Record extracts –
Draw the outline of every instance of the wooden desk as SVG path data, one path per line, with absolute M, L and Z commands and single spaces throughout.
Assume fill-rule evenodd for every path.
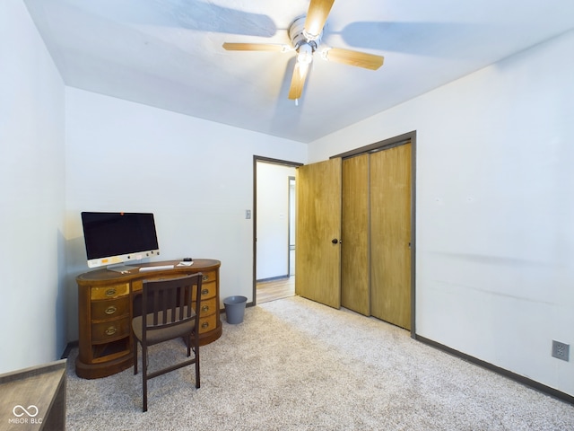
M 65 359 L 0 375 L 0 430 L 65 429 Z
M 222 335 L 219 301 L 219 260 L 197 259 L 189 267 L 178 267 L 180 260 L 144 264 L 128 273 L 106 268 L 81 274 L 78 284 L 79 355 L 75 373 L 84 379 L 115 374 L 132 366 L 135 347 L 132 339 L 134 298 L 142 291 L 143 280 L 203 274 L 200 344 Z M 173 268 L 140 272 L 141 267 L 174 265 Z

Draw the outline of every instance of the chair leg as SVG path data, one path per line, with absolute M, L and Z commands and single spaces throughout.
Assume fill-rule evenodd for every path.
M 134 374 L 137 374 L 137 341 L 134 342 Z
M 142 346 L 142 411 L 147 411 L 147 348 Z
M 199 382 L 199 339 L 198 337 L 195 337 L 195 344 L 196 344 L 196 388 L 199 389 L 200 382 Z

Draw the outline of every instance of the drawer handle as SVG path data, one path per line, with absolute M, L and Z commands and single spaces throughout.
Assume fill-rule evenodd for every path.
M 116 332 L 117 332 L 117 328 L 115 326 L 110 326 L 106 330 L 106 335 L 114 335 Z

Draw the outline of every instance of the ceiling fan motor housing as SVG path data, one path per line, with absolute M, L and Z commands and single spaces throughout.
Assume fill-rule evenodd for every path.
M 306 15 L 302 15 L 293 21 L 289 27 L 289 38 L 291 39 L 291 43 L 297 51 L 299 51 L 301 45 L 308 44 L 311 47 L 313 52 L 315 52 L 321 44 L 323 31 L 321 31 L 317 38 L 309 39 L 309 36 L 305 31 L 305 18 Z

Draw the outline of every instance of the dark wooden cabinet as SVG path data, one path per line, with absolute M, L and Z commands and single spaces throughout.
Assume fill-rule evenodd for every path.
M 78 284 L 79 354 L 75 372 L 79 377 L 96 379 L 119 373 L 133 365 L 134 340 L 131 321 L 134 300 L 144 279 L 203 274 L 200 343 L 205 345 L 222 335 L 219 299 L 219 260 L 198 259 L 191 266 L 179 260 L 137 265 L 126 273 L 106 268 L 81 274 Z M 173 265 L 172 268 L 139 271 L 141 267 Z

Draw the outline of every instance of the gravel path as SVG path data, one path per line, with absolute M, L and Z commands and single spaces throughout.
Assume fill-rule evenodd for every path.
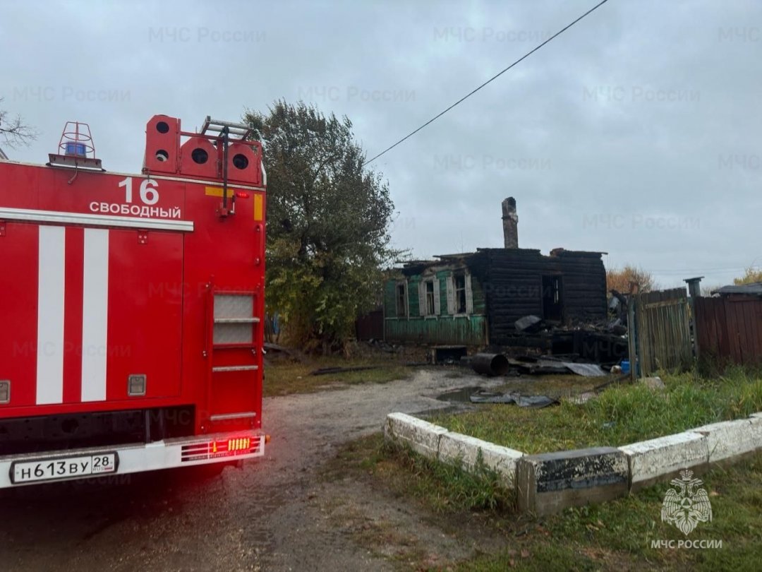
M 0 568 L 384 570 L 401 547 L 433 563 L 463 558 L 474 547 L 415 507 L 315 476 L 386 413 L 447 407 L 435 399 L 443 391 L 489 384 L 424 369 L 408 381 L 265 400 L 265 456 L 216 477 L 165 471 L 0 490 Z M 358 535 L 378 541 L 369 551 Z

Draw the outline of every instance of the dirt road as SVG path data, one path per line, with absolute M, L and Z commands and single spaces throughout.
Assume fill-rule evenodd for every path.
M 0 491 L 0 569 L 383 570 L 395 566 L 387 557 L 396 542 L 434 560 L 463 558 L 472 546 L 402 500 L 315 477 L 386 413 L 446 407 L 437 395 L 468 385 L 488 384 L 421 370 L 404 381 L 266 400 L 273 440 L 264 458 L 213 478 L 170 471 Z M 355 540 L 382 530 L 394 534 L 380 549 Z

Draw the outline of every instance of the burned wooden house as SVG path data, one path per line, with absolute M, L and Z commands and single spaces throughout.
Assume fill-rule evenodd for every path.
M 504 248 L 409 262 L 387 281 L 387 340 L 510 345 L 528 315 L 565 326 L 606 320 L 602 252 L 519 248 L 515 200 L 502 209 Z

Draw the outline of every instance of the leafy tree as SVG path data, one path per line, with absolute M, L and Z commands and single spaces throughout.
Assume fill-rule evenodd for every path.
M 625 265 L 622 269 L 609 268 L 606 271 L 606 290 L 616 290 L 623 294 L 629 291 L 629 283 L 637 282 L 641 292 L 650 292 L 658 288 L 651 272 L 638 266 Z
M 754 282 L 762 282 L 762 270 L 750 266 L 746 268 L 744 275 L 740 278 L 733 278 L 733 284 L 741 286 L 744 284 L 754 284 Z
M 389 244 L 388 185 L 363 167 L 346 117 L 279 100 L 244 120 L 264 147 L 268 312 L 291 343 L 338 349 L 399 254 Z
M 0 104 L 4 98 L 0 98 Z M 37 138 L 37 130 L 25 124 L 21 115 L 11 117 L 8 112 L 2 109 L 0 109 L 0 133 L 2 134 L 2 143 L 12 148 L 29 145 Z

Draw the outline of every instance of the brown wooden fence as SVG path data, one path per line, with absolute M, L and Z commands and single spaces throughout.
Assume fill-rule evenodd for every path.
M 685 288 L 648 292 L 635 298 L 640 374 L 689 367 L 693 352 Z
M 701 358 L 762 362 L 762 300 L 696 298 L 694 307 Z

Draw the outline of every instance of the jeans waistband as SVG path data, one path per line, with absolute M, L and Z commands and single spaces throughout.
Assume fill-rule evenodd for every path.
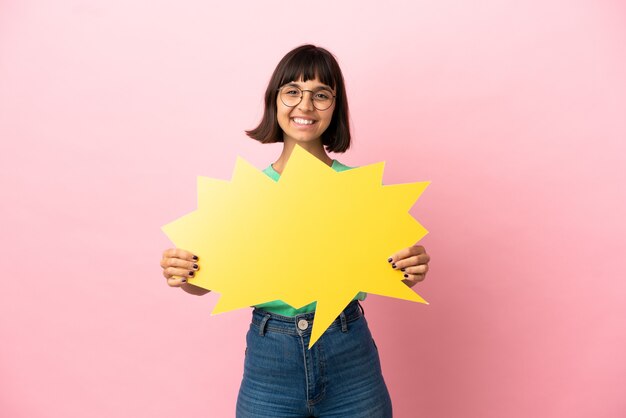
M 364 316 L 363 307 L 358 300 L 353 300 L 332 322 L 328 329 L 341 327 L 342 331 L 347 330 L 347 324 L 356 321 Z M 263 309 L 254 308 L 252 311 L 252 324 L 259 327 L 259 333 L 264 335 L 267 331 L 281 332 L 283 334 L 303 334 L 310 333 L 313 326 L 315 312 L 299 314 L 296 316 L 283 316 Z M 303 330 L 302 320 L 306 321 L 306 328 Z

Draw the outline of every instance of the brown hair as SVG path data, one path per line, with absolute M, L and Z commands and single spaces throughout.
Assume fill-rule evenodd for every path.
M 322 134 L 322 144 L 329 152 L 345 152 L 350 147 L 350 124 L 343 75 L 333 54 L 315 45 L 299 46 L 280 60 L 265 90 L 263 118 L 246 134 L 263 144 L 283 142 L 283 132 L 276 118 L 278 89 L 292 81 L 315 78 L 332 87 L 336 95 L 335 110 L 330 125 Z

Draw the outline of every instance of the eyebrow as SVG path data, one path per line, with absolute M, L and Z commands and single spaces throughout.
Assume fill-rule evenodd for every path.
M 306 90 L 303 89 L 301 85 L 299 85 L 298 83 L 296 83 L 295 81 L 292 81 L 291 83 L 287 83 L 287 86 L 293 86 L 293 87 L 298 87 L 300 90 Z M 319 91 L 319 90 L 330 90 L 333 91 L 332 88 L 330 88 L 330 86 L 327 86 L 326 84 L 322 84 L 319 87 L 316 87 L 315 89 L 313 89 L 313 91 Z

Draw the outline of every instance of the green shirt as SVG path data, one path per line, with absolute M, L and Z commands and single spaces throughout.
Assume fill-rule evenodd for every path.
M 337 160 L 333 160 L 333 165 L 331 166 L 335 171 L 345 171 L 350 170 L 354 167 L 348 167 L 347 165 L 341 164 Z M 270 164 L 265 170 L 263 170 L 265 174 L 271 177 L 274 181 L 278 181 L 280 178 L 280 174 L 278 171 L 274 170 L 274 167 Z M 367 295 L 363 292 L 359 292 L 356 294 L 353 300 L 364 300 Z M 266 311 L 282 315 L 282 316 L 296 316 L 302 313 L 314 312 L 315 307 L 317 306 L 317 302 L 309 303 L 308 305 L 303 306 L 300 309 L 296 309 L 293 306 L 283 302 L 282 300 L 275 300 L 272 302 L 262 303 L 260 305 L 256 305 L 257 308 L 264 309 Z

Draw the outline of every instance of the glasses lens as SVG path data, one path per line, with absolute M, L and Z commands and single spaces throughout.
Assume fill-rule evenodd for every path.
M 295 86 L 285 86 L 280 89 L 280 100 L 285 106 L 296 106 L 302 99 L 302 90 Z

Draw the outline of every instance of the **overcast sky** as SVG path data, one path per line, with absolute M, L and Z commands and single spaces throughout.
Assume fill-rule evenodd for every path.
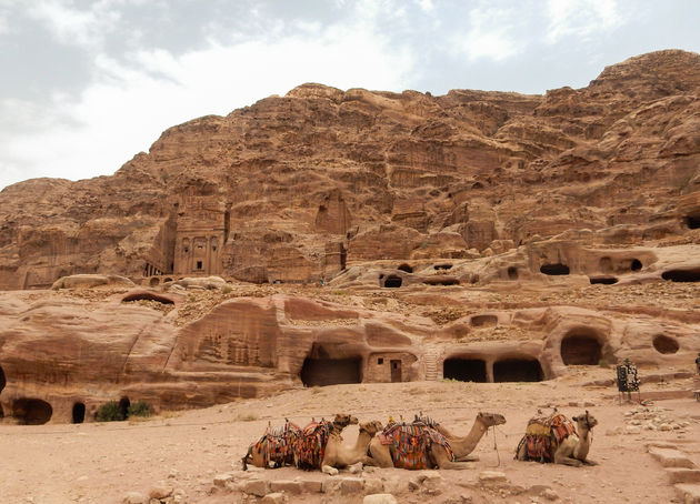
M 0 0 L 0 188 L 111 174 L 304 82 L 543 93 L 700 52 L 699 27 L 698 0 Z

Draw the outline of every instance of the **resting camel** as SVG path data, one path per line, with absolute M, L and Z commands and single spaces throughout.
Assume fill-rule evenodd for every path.
M 559 445 L 554 445 L 556 450 L 552 455 L 554 464 L 573 465 L 576 467 L 580 467 L 583 464 L 597 465 L 597 462 L 589 461 L 586 457 L 591 447 L 591 430 L 598 425 L 598 421 L 588 410 L 584 414 L 573 416 L 571 420 L 577 424 L 577 432 L 567 435 Z M 528 456 L 528 444 L 524 441 L 523 439 L 520 442 L 516 453 L 516 458 L 519 461 L 532 460 Z
M 340 436 L 348 425 L 357 425 L 357 416 L 338 413 L 332 422 L 312 422 L 301 430 L 294 442 L 294 465 L 299 468 L 320 468 L 324 460 L 326 446 L 331 434 Z
M 381 422 L 377 420 L 361 423 L 358 440 L 351 448 L 342 445 L 342 437 L 339 432 L 331 432 L 326 444 L 321 471 L 334 476 L 338 474 L 337 467 L 347 467 L 358 462 L 362 462 L 364 465 L 374 465 L 374 461 L 367 455 L 367 447 L 374 434 L 382 429 Z
M 440 424 L 433 424 L 433 429 L 444 436 L 450 443 L 456 462 L 476 461 L 478 457 L 470 457 L 471 452 L 474 451 L 481 437 L 487 433 L 489 427 L 494 425 L 503 425 L 506 417 L 498 413 L 482 413 L 479 412 L 474 419 L 474 423 L 466 436 L 456 436 L 450 431 L 444 429 Z
M 450 445 L 450 448 L 453 451 L 454 460 L 448 453 L 448 450 L 440 443 L 430 442 L 428 447 L 428 456 L 432 466 L 437 466 L 439 468 L 451 468 L 451 470 L 466 470 L 472 468 L 471 464 L 467 464 L 461 460 L 463 460 L 467 455 L 469 455 L 483 434 L 487 432 L 487 429 L 491 425 L 500 425 L 506 423 L 506 419 L 503 415 L 499 415 L 497 413 L 479 413 L 477 415 L 477 420 L 474 421 L 474 425 L 471 427 L 469 434 L 463 437 L 458 437 L 451 435 L 447 430 L 436 427 L 436 424 L 424 424 L 427 430 L 437 431 L 440 435 L 444 437 L 444 440 Z M 456 445 L 453 446 L 452 443 Z M 380 437 L 373 437 L 370 441 L 370 454 L 374 462 L 380 467 L 394 467 L 394 453 L 398 446 L 394 444 L 382 444 Z

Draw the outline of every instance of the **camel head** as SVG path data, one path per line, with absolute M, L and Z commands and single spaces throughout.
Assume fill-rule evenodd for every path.
M 379 420 L 372 420 L 371 422 L 363 422 L 360 424 L 360 432 L 364 431 L 370 436 L 373 436 L 378 432 L 381 432 L 383 429 L 384 426 Z
M 479 412 L 477 421 L 481 422 L 487 427 L 491 427 L 493 425 L 503 425 L 506 423 L 506 416 L 499 415 L 498 413 Z
M 586 429 L 588 431 L 598 425 L 598 421 L 588 412 L 588 410 L 586 410 L 586 413 L 582 415 L 572 416 L 571 420 L 578 424 L 579 429 Z
M 349 415 L 347 413 L 337 413 L 333 419 L 333 425 L 338 425 L 339 427 L 347 427 L 348 425 L 357 425 L 358 417 Z

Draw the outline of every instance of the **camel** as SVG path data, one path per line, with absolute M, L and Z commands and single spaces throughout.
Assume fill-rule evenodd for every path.
M 479 412 L 474 419 L 474 423 L 466 436 L 453 435 L 450 431 L 444 429 L 438 423 L 433 423 L 433 429 L 444 436 L 450 443 L 452 454 L 454 455 L 454 462 L 470 462 L 478 461 L 477 456 L 469 456 L 474 451 L 481 437 L 487 433 L 489 427 L 496 425 L 503 425 L 506 417 L 498 413 L 482 413 Z
M 321 467 L 324 461 L 326 446 L 331 434 L 340 436 L 348 425 L 357 425 L 357 416 L 338 413 L 332 422 L 312 422 L 301 430 L 294 442 L 294 465 L 299 468 L 312 470 Z
M 381 422 L 377 420 L 361 423 L 358 440 L 351 448 L 342 445 L 342 437 L 339 432 L 331 432 L 326 444 L 321 471 L 334 476 L 338 474 L 337 467 L 347 467 L 358 462 L 362 462 L 364 465 L 374 465 L 374 461 L 367 455 L 367 447 L 374 434 L 382 429 Z
M 574 467 L 580 467 L 584 464 L 597 465 L 597 462 L 588 460 L 587 456 L 592 443 L 591 430 L 598 425 L 598 421 L 588 412 L 588 410 L 584 414 L 573 416 L 571 420 L 577 423 L 577 432 L 566 435 L 558 445 L 552 443 L 552 445 L 556 446 L 552 455 L 554 464 L 572 465 Z M 528 454 L 528 443 L 526 437 L 523 437 L 518 445 L 516 458 L 519 461 L 532 460 L 532 457 Z
M 439 468 L 467 470 L 472 468 L 472 465 L 466 463 L 466 457 L 474 450 L 488 427 L 504 423 L 506 419 L 498 413 L 479 413 L 469 434 L 462 437 L 452 435 L 449 431 L 433 422 L 423 423 L 419 421 L 414 425 L 423 425 L 428 432 L 432 431 L 437 433 L 447 441 L 447 444 L 449 444 L 449 447 L 452 450 L 452 456 L 450 456 L 446 446 L 433 440 L 428 444 L 430 464 Z M 452 443 L 454 443 L 454 446 Z M 380 467 L 394 467 L 393 455 L 396 451 L 397 446 L 393 443 L 382 444 L 380 437 L 374 437 L 370 441 L 370 454 L 372 458 L 374 458 L 376 464 Z
M 300 435 L 301 430 L 287 419 L 284 425 L 277 429 L 268 424 L 262 437 L 248 446 L 248 452 L 241 460 L 243 471 L 248 470 L 248 464 L 263 468 L 269 468 L 270 462 L 273 462 L 273 468 L 292 465 L 294 463 L 292 447 Z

Written exercise –
Find the line containing "Draw the outline of every instance of the **camel**". Reproduce it exactly, along with every line after it through the last.

Answer to the problem –
Draw the outline of every instance of the **camel** as SVG path data, one path per line, with absolute M, L and Z commands and single spaces throughout.
Assume fill-rule evenodd for every path.
M 479 412 L 474 419 L 474 423 L 466 436 L 453 435 L 450 431 L 444 429 L 438 423 L 433 423 L 433 429 L 444 436 L 450 443 L 452 454 L 454 455 L 454 462 L 470 462 L 478 461 L 477 456 L 469 456 L 474 451 L 481 437 L 487 433 L 489 427 L 496 425 L 503 425 L 506 417 L 498 413 L 482 413 Z
M 321 467 L 324 461 L 326 446 L 331 434 L 340 436 L 348 425 L 357 425 L 357 416 L 338 413 L 332 422 L 312 422 L 301 430 L 294 442 L 294 465 L 299 468 L 312 470 Z
M 381 422 L 377 420 L 361 423 L 358 440 L 351 448 L 342 445 L 342 437 L 339 432 L 331 432 L 326 444 L 321 471 L 334 476 L 338 474 L 337 467 L 347 467 L 358 462 L 362 462 L 364 465 L 374 465 L 374 461 L 367 455 L 367 447 L 374 434 L 382 429 Z
M 574 467 L 580 467 L 584 464 L 597 465 L 597 462 L 588 460 L 587 456 L 592 443 L 591 430 L 598 425 L 598 421 L 588 412 L 588 410 L 584 414 L 573 416 L 571 420 L 577 423 L 577 432 L 566 435 L 558 445 L 552 443 L 552 445 L 556 446 L 552 455 L 554 464 L 572 465 Z M 528 454 L 528 443 L 526 437 L 523 437 L 518 445 L 516 458 L 519 461 L 532 460 L 532 457 Z
M 439 468 L 467 470 L 472 468 L 472 465 L 466 463 L 466 457 L 474 450 L 488 427 L 504 423 L 506 419 L 498 413 L 479 413 L 469 434 L 462 437 L 452 435 L 449 431 L 433 422 L 423 423 L 419 421 L 414 425 L 423 425 L 428 432 L 432 431 L 437 433 L 447 441 L 447 444 L 449 444 L 449 447 L 452 450 L 452 456 L 450 456 L 446 446 L 433 440 L 428 444 L 430 464 Z M 452 443 L 454 443 L 454 446 Z M 380 467 L 394 467 L 393 455 L 396 451 L 397 446 L 393 443 L 382 444 L 380 437 L 374 437 L 370 441 L 370 454 L 372 458 L 374 458 L 376 464 Z
M 300 435 L 301 430 L 287 419 L 284 425 L 277 429 L 268 424 L 262 437 L 248 446 L 248 452 L 241 460 L 243 471 L 248 470 L 248 464 L 263 468 L 269 468 L 270 462 L 273 462 L 273 468 L 292 465 L 294 463 L 292 447 Z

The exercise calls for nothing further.